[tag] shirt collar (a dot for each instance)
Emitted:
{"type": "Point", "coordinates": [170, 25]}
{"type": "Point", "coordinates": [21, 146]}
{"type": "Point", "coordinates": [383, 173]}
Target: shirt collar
==================================================
Which lines above hold the string "type"? Please copy all of them.

> Answer section:
{"type": "Point", "coordinates": [170, 25]}
{"type": "Point", "coordinates": [21, 146]}
{"type": "Point", "coordinates": [383, 173]}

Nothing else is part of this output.